- _Extract to read_:
Start
I use the phrase "Use your words" all the time. But, I use it with children and adults alike because I can't stand it when people hem and haw and don't speak their mind. My use of this phrase has absolutely nothing to do with nonviolence and everything to do with getting to the point and not wasting time.

I have a schedule to keep.

Seriously, Jess

Bravo!

My mom raised us with this same philosophy. My brother was another kid's punching bag until, per mom's advice, he knocked the other kid on his ass one day.

Now, for me, it didn't quite work. My brother would hit me and mom would urge me to hit him back harder. But after I would, in true big-brother fashion, he'd slug me harder than that.

I guess knowing your opponent and your limitations are equally important lessons.

navi

I use 'use your words' for the same reason nonlineargirl does...

because my kids aren't prone to hitting but they sure are prone to whining...

karla

I'm a little late on this one, but I agree wholeheartedly with you. I teach my boys to be mindful of others feelings and to be polite, but also to stand up for themselves, it is not ok to bully someone, but it is not ok to allow yourself to be bullied. My 11 year old is 5'3" with his dads linebacker build and the sweetest kid you will ever meet, but he has his dads and my full permission to whip on some ass should any kid not bright enough to know better try to pick on him. You'd be surprised how many kids want to "try him" because they think he's soft for being polite, well mannered and nice to the girls and younger ones.

kitty

Way to go!
If we parents are OK with our daughters getting picked on or even hit, what kind of message it that? Girls (and boys too, but I have a girl) need to know its OK to stand up for yourself. Don't take crap off anybody.

When I was working as a manager in a corporation, one of the other managers (a known womanizer and all around creep) made a horrible comment to me. Did I sue? Did I file a complaint to HR? NO. I slapped him right in the face. HARD. He never bothered me again. So, I guess this is an issue we never outgrow.

Lee Lee

Peanut Power!

I reckon you should get that printed on some t-shirts.

Corey

I like the basics behind this post, but can't say I would have my son run over to another kid and push him right in front of me.

Would you have been so brazen if the other child's large father was there? If so you could have had a family tag team match.

R2dad

Glad to read you addressing this issue. I wholeheartedly agree with giving our kids the tools to deal with bullies. I wonder how many pussies grow to be douchebags? seen any research on that?
We have the problem with our kids being assertive/combative at home but roadkill in public, but don't think its a self-confidence thing since they're both TKDers (one a black belt). Maybe they're just not tough enough for the city.
Most posts here are positive, but my experience dealing with parents in these situations (and its been mostly mothers) has been defined by defiance and denial if not militancy. And godforbid if the misbehaving child is a girl (though that is rare).
Props for the use of "Pussies" in your post.

Chad

Jeff - So your three-year-old knocks a kid down and then you stand over the poor fallen child and tell him to quit being a victim? I hope I don't run into your family at the playground anytime soon.

And Corey - I don't know how many "pussies" grow up to be douchebags, but about 95 per cent of bullies do.

Let me be one of the few voices of dissent (or at least caution) here. I'm all for my boys standing up for themselves, and if push literally comes to shove then so be it. But there's a tone of "Hell yeah, my kid's gonna kick some ass!" creeping into some of the comments here. We do agree violence is always a last resort, right?
End
- _Goal a_:
Translate this sentence from the comments on standing up to bullies into Spanish: "I guess knowing your opponent and your limitations are equally important lessons."

Pointing entries for named objects:
Start
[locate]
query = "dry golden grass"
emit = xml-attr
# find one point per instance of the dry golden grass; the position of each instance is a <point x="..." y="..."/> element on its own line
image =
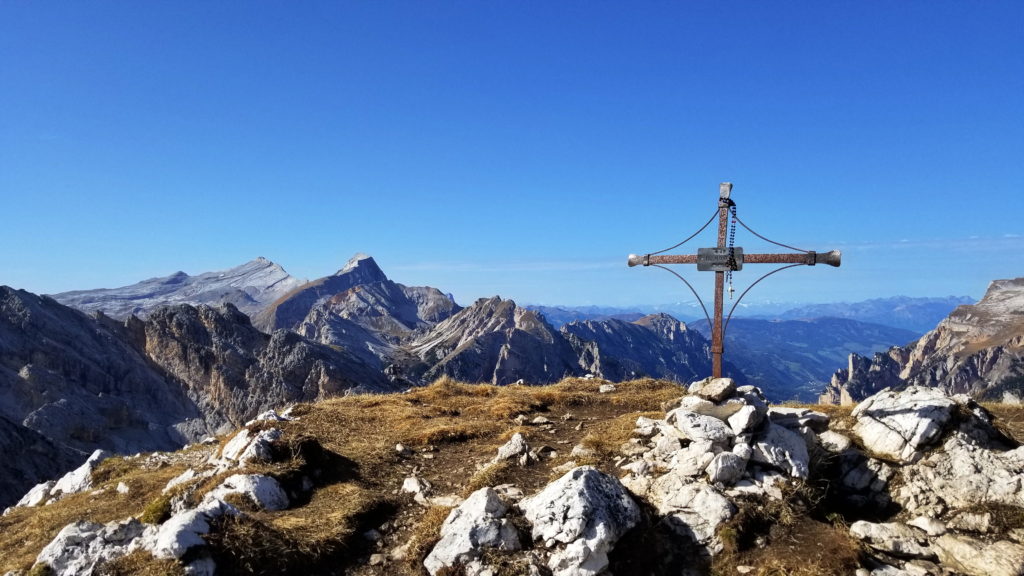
<point x="140" y="564"/>
<point x="347" y="447"/>
<point x="24" y="532"/>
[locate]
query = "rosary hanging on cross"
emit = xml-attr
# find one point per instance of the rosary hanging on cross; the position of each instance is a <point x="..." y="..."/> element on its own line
<point x="725" y="258"/>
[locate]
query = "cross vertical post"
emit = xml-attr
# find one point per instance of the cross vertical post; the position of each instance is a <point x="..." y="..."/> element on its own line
<point x="717" y="337"/>
<point x="727" y="258"/>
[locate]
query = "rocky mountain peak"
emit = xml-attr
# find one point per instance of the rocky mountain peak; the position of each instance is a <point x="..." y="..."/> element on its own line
<point x="364" y="268"/>
<point x="976" y="350"/>
<point x="249" y="286"/>
<point x="662" y="323"/>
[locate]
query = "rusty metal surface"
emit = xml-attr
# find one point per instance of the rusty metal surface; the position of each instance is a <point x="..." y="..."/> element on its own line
<point x="832" y="258"/>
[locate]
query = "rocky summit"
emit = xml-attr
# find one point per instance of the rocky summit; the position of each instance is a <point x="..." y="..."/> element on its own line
<point x="977" y="350"/>
<point x="250" y="287"/>
<point x="572" y="479"/>
<point x="71" y="383"/>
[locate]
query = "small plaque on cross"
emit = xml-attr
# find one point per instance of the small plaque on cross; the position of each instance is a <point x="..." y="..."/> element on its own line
<point x="726" y="258"/>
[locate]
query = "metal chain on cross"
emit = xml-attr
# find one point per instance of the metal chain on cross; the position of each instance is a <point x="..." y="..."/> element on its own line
<point x="732" y="248"/>
<point x="725" y="258"/>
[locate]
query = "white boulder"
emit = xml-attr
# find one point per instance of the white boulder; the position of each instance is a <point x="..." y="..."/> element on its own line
<point x="698" y="427"/>
<point x="247" y="447"/>
<point x="782" y="449"/>
<point x="895" y="538"/>
<point x="81" y="545"/>
<point x="588" y="511"/>
<point x="478" y="523"/>
<point x="694" y="508"/>
<point x="184" y="531"/>
<point x="515" y="449"/>
<point x="975" y="558"/>
<point x="80" y="479"/>
<point x="899" y="424"/>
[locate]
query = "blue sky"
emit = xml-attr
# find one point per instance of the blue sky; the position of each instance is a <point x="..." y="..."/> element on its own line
<point x="520" y="149"/>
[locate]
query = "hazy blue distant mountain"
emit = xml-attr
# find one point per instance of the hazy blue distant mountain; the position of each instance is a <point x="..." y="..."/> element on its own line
<point x="915" y="314"/>
<point x="918" y="315"/>
<point x="795" y="359"/>
<point x="560" y="316"/>
<point x="977" y="350"/>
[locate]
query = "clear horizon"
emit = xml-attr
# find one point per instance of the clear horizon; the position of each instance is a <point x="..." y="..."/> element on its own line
<point x="515" y="150"/>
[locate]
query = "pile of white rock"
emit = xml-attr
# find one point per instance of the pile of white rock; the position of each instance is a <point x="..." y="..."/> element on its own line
<point x="954" y="469"/>
<point x="80" y="546"/>
<point x="722" y="448"/>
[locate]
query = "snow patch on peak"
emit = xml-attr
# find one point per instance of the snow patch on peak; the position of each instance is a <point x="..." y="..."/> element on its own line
<point x="354" y="261"/>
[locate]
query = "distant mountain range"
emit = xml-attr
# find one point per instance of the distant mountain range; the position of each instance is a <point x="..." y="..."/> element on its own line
<point x="170" y="360"/>
<point x="250" y="287"/>
<point x="977" y="350"/>
<point x="795" y="359"/>
<point x="913" y="314"/>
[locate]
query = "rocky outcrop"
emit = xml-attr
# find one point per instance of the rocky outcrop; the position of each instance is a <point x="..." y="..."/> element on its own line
<point x="795" y="359"/>
<point x="289" y="311"/>
<point x="656" y="345"/>
<point x="82" y="546"/>
<point x="574" y="522"/>
<point x="477" y="524"/>
<point x="231" y="371"/>
<point x="977" y="350"/>
<point x="249" y="287"/>
<point x="80" y="382"/>
<point x="30" y="458"/>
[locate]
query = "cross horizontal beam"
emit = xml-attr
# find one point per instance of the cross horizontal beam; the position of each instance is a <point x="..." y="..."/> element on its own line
<point x="832" y="258"/>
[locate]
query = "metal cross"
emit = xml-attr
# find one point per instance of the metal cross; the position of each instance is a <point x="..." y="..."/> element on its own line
<point x="726" y="258"/>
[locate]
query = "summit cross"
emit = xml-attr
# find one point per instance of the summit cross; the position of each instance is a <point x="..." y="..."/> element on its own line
<point x="726" y="258"/>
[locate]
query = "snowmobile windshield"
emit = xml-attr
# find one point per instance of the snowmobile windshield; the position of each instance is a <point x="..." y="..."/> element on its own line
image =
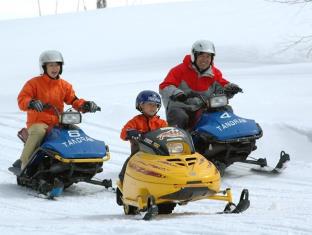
<point x="70" y="118"/>
<point x="218" y="101"/>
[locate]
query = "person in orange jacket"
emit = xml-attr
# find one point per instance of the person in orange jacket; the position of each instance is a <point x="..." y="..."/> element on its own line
<point x="148" y="103"/>
<point x="48" y="88"/>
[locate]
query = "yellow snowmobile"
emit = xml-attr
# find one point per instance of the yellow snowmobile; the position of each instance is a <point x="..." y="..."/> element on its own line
<point x="167" y="171"/>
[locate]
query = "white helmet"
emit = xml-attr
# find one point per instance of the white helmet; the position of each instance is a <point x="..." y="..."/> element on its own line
<point x="202" y="46"/>
<point x="48" y="57"/>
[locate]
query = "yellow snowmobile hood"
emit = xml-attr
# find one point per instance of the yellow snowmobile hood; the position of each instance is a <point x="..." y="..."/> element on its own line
<point x="178" y="169"/>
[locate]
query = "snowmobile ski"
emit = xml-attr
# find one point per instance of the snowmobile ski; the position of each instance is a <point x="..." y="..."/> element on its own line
<point x="279" y="168"/>
<point x="242" y="205"/>
<point x="15" y="170"/>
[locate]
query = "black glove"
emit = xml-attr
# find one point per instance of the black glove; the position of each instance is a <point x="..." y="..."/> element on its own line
<point x="133" y="134"/>
<point x="90" y="106"/>
<point x="232" y="89"/>
<point x="181" y="97"/>
<point x="36" y="105"/>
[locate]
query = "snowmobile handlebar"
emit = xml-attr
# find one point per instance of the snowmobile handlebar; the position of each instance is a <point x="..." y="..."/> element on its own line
<point x="50" y="106"/>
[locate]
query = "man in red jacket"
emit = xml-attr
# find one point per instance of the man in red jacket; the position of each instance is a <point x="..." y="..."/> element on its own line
<point x="196" y="75"/>
<point x="48" y="88"/>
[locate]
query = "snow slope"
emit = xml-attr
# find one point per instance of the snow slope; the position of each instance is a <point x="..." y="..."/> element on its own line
<point x="112" y="54"/>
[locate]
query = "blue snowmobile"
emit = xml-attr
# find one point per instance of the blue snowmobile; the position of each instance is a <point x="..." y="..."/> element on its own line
<point x="225" y="138"/>
<point x="66" y="156"/>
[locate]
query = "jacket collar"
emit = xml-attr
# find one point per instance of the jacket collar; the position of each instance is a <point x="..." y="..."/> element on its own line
<point x="188" y="62"/>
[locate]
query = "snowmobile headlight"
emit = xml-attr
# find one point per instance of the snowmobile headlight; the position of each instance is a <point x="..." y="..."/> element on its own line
<point x="175" y="148"/>
<point x="71" y="118"/>
<point x="218" y="101"/>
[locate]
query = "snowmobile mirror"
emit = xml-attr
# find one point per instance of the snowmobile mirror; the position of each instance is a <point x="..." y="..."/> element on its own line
<point x="70" y="118"/>
<point x="218" y="101"/>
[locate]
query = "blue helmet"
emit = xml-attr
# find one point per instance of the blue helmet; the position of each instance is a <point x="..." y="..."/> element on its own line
<point x="147" y="96"/>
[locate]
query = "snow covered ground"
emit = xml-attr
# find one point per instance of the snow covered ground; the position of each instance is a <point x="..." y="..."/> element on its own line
<point x="112" y="54"/>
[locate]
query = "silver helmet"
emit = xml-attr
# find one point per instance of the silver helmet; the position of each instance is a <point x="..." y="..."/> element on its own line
<point x="202" y="46"/>
<point x="48" y="57"/>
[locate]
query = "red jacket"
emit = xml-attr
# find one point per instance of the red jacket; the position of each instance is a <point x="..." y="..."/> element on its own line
<point x="54" y="92"/>
<point x="143" y="124"/>
<point x="196" y="82"/>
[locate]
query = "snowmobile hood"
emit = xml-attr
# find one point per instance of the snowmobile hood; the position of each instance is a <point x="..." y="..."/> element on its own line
<point x="226" y="125"/>
<point x="173" y="170"/>
<point x="74" y="144"/>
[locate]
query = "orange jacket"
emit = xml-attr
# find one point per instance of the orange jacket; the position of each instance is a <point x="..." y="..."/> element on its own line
<point x="54" y="92"/>
<point x="143" y="124"/>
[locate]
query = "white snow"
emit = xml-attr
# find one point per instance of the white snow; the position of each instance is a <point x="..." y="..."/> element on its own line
<point x="112" y="54"/>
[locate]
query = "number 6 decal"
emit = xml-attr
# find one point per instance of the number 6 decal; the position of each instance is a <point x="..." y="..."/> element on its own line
<point x="73" y="133"/>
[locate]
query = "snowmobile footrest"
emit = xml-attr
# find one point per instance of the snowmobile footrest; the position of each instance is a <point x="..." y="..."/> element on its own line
<point x="107" y="183"/>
End
- _Goal b_:
Extract every line of the records that contains the string "silver".

- _Exercise result a_:
Supongo que conocer a tu oponente y tus limitaciones son lecciones igualmente importantes.

- _Exercise result b_:
query = "silver helmet"
# find one point per instance of the silver helmet; the position of each instance is a <point x="..." y="..."/> element on its own line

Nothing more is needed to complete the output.